Restating the records exactly is the whole task.
□ □ □ □ □
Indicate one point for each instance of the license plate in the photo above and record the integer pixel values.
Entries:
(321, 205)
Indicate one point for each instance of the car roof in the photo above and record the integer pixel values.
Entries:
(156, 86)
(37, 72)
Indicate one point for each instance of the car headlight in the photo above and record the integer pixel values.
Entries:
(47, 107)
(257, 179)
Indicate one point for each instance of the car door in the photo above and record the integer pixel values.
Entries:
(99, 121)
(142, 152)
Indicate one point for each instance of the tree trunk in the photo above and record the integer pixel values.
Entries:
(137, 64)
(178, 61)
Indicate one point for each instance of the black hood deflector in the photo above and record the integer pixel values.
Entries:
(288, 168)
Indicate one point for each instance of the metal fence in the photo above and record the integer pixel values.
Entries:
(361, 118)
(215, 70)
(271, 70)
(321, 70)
□ □ □ □ □
# Response box
Indicate one point for each instance of the license plate in the photo above and record the integer pixel values.
Entries:
(321, 205)
Indicate one point for each instance of the car roof in the photo above and record the integer pixel values.
Entries:
(156, 86)
(37, 72)
Indicate one point for each instance of the car headlight in the photo above and record the integer pixel values.
Entries:
(47, 107)
(257, 179)
Indicate one point for each instance of the car door in the photo above and record the integer pixel values.
Entries:
(99, 121)
(142, 152)
Indicate one point for each instance of the tree trunk in the photo above and record the integer pixel values.
Entries:
(137, 64)
(178, 61)
Indicate one point for each instance of the black hood deflector in the photo above and record the integer pixel values.
Entries:
(288, 168)
Indicate one point for each instance of the metal fence in the photo above and record the integer pixel values.
Entries:
(361, 118)
(215, 70)
(271, 70)
(321, 70)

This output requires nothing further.